## DATA TO PROCESS
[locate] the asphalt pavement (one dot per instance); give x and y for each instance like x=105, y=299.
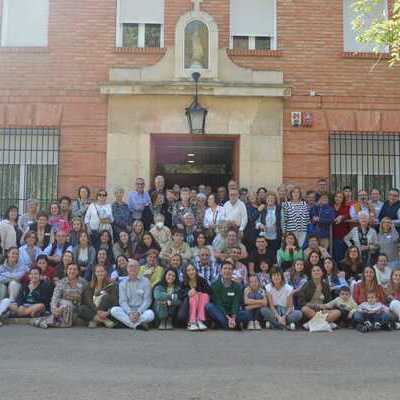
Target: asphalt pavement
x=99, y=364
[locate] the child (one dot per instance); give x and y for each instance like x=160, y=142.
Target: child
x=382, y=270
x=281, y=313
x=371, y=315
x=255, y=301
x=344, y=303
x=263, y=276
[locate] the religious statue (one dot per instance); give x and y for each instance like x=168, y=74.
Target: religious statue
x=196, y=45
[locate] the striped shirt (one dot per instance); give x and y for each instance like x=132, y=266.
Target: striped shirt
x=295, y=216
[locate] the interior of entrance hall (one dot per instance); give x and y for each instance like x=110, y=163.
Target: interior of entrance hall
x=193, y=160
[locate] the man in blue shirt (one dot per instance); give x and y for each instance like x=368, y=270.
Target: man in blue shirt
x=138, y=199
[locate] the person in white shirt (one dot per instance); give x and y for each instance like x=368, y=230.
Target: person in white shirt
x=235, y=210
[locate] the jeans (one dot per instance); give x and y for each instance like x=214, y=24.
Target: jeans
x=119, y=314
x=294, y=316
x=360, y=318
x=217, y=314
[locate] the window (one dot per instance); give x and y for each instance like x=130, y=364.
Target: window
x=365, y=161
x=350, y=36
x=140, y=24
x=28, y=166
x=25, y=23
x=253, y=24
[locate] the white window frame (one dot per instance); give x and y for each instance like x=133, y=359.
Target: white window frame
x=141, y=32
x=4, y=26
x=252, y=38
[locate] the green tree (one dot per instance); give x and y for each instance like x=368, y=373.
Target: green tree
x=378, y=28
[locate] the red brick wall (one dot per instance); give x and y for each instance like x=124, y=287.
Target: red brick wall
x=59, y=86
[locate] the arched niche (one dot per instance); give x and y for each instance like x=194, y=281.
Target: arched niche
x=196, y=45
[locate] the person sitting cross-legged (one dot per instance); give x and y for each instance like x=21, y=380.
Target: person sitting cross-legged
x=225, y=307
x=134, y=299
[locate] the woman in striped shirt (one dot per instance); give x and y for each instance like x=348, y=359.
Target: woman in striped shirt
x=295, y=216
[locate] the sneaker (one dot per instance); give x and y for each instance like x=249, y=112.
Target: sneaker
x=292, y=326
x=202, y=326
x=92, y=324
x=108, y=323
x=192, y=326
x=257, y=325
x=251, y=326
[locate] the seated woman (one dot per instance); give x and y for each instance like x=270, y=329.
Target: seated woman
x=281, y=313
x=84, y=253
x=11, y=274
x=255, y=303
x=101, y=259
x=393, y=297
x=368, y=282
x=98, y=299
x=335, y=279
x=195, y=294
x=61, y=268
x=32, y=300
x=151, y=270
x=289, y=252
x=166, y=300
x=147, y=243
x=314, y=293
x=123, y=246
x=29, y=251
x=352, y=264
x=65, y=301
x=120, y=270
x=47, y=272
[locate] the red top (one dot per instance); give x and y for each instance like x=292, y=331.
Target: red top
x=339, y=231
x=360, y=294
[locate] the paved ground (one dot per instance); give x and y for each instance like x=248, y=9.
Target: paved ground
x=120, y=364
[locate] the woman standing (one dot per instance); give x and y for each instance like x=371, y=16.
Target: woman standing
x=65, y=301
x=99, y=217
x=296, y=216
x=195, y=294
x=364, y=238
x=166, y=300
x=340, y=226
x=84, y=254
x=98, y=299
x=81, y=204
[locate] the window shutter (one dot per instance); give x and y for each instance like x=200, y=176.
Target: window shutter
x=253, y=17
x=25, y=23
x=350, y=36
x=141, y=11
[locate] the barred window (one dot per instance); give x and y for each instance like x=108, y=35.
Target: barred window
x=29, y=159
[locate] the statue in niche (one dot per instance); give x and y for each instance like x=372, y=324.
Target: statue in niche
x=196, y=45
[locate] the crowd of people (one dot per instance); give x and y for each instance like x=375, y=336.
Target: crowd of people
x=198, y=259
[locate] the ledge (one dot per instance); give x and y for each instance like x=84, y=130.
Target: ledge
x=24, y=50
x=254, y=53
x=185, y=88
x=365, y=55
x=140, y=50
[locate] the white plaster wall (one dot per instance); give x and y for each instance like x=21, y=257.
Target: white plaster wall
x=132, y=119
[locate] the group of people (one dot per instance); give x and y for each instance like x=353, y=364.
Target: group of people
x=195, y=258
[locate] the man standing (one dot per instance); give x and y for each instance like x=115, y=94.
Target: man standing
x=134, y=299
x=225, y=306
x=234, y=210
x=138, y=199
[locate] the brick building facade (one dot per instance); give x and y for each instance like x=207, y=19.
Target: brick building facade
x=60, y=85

* * *

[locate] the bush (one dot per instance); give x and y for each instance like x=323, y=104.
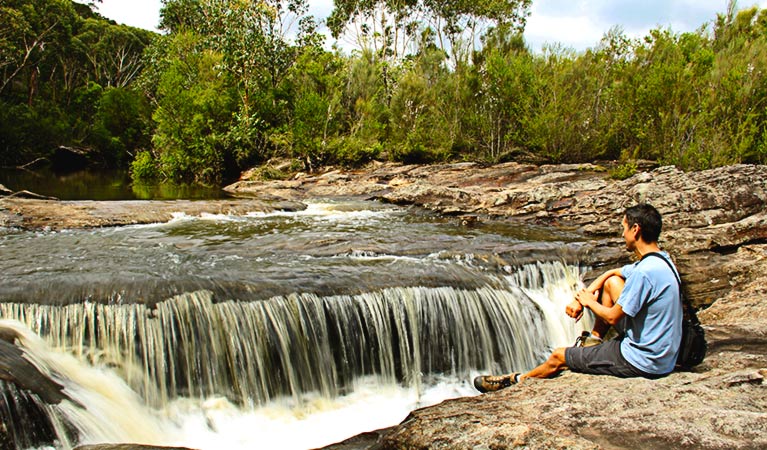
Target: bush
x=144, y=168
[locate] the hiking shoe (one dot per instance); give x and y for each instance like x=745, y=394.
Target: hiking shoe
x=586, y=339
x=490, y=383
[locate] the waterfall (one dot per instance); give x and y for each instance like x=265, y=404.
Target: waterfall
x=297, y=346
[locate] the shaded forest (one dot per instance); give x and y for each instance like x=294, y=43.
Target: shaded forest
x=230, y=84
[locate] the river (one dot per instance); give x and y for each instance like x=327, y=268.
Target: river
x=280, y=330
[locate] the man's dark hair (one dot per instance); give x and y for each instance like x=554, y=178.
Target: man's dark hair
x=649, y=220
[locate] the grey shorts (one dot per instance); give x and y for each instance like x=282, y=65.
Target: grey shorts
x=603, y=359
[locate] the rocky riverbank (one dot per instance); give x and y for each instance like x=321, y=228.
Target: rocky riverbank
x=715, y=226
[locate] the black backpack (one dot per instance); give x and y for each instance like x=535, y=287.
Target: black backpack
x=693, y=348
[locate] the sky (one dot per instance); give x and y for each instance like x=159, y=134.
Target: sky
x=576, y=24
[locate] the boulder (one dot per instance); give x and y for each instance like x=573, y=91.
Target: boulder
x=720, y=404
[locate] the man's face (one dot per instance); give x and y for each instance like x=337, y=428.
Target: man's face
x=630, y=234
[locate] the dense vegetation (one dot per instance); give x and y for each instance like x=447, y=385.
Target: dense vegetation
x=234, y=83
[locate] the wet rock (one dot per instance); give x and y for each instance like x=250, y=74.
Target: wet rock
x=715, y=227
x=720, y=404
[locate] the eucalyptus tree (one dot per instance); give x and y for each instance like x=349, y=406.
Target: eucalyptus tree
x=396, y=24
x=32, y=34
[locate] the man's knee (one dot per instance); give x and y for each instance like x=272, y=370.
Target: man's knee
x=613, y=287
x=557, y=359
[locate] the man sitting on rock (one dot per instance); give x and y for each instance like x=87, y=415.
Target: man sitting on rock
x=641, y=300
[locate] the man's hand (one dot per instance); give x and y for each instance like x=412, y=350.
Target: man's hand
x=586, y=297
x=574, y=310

## TO BE DONE
Rewrite the entries from the line containing "[locate] the grey" through the line containing "x=603, y=359" as a numbered list, skipping any blank lines.

## EXERCISE SOLUTION
1. [locate] the grey shorts (one dot per instance); give x and y for each instance like x=282, y=65.
2. Target: grey shorts
3. x=603, y=359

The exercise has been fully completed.